* Texto de origem *
↓↓↓

O Deus que arrisca Seu trono
Parte 1 – A fé em um Deus que não se arrisca
O trono de Deus está em risco e cabe ao povo que professa amá-Lo desfazer a horrenda ameaça que ainda persiste, mas esse povo decididamente se recusa a aceitar tal fato. Como será possível nos levantarmos para fazer frente aos perigos aos quais o trono de Deus está sujeito se nem ao menos reconhecemos que tal perigo existe? A resposta é que, nessas circunstâncias, certamente não será possível de forma alguma. Ignorada e relegada como um delírio da mente, a ameaça ao trono de Deus se encaminha a passos largos à sua materialização.
Quem é o maior interessado, portanto, na afirmação de que não existem riscos ao trono de Deus? A quem interessa a narrativa histórica que apresenta o Grande Conflito como uma guerra já irreversivelmente vencida por Deus e Seus anjos? Quem sai ganhando quando se desvanece nas mentes dos combatentes de Deus aquela impressão viva e duradoura da monstruosa violência que permeia a vida espiritual e indica que ainda há uma guerra para se vencer? Com certeza não é Deus, que precisa de um povo que vá em Seu socorro, mas o próprio inimigo de Deus. De fato, Satanás tem encontrado formas engenhosas e muito bem articuladas para resguardar seu interesse em ocultar as ameaças que seu governo representa. Sua estratégia é milenar: ele convence o ser humano de que o trono de Deus não está em risco ao apresentar a ele, com palavras e ilustrações escolhidas a dedo, um Deus que jamais se expõe a riscos. Ao nos convencer disso, ele ganha o terreno de nossas mentes para avançar com decidida violência.
“Sem o correto conhecimento de Deus, a família humana seria despojada de toda força divina. Com falsos atributos mantidos perante a mente como pertencendo a Deus, a família humana seria joguetes das mentiras satânicas e objetos das agências satânicas, e ele poderia abusar com êxito da ingenuidade deles.”

↑↑↑

* Conteúdo do material *
↓↓↓

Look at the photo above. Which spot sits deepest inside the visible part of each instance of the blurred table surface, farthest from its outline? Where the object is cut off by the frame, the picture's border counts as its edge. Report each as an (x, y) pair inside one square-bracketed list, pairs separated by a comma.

↑↑↑

* O que fazer *
1) No texto sobre o trono de Deus, quem é apontado como o maior interessado na afirmação de que não existem riscos ao trono de Deus?
2) Reproduza, por favor, o trecho do texto sobre o trono de Deus que começa com as palavras "O Deus que arrisca" e termina com "à sua materialização.".
O material não tem relação com o texto sobre o trono de Deus.

* Respostas do exercício *
1) O próprio inimigo de Deus, Satanás.

2)
O Deus que arrisca Seu trono
Parte 1 – A fé em um Deus que não se arrisca
O trono de Deus está em risco e cabe ao povo que professa amá-Lo desfazer a horrenda ameaça que ainda persiste, mas esse povo decididamente se recusa a aceitar tal fato. Como será possível nos levantarmos para fazer frente aos perigos aos quais o trono de Deus está sujeito se nem ao menos reconhecemos que tal perigo existe? A resposta é que, nessas circunstâncias, certamente não será possível de forma alguma. Ignorada e relegada como um delírio da mente, a ameaça ao trono de Deus se encaminha a passos largos à sua materialização.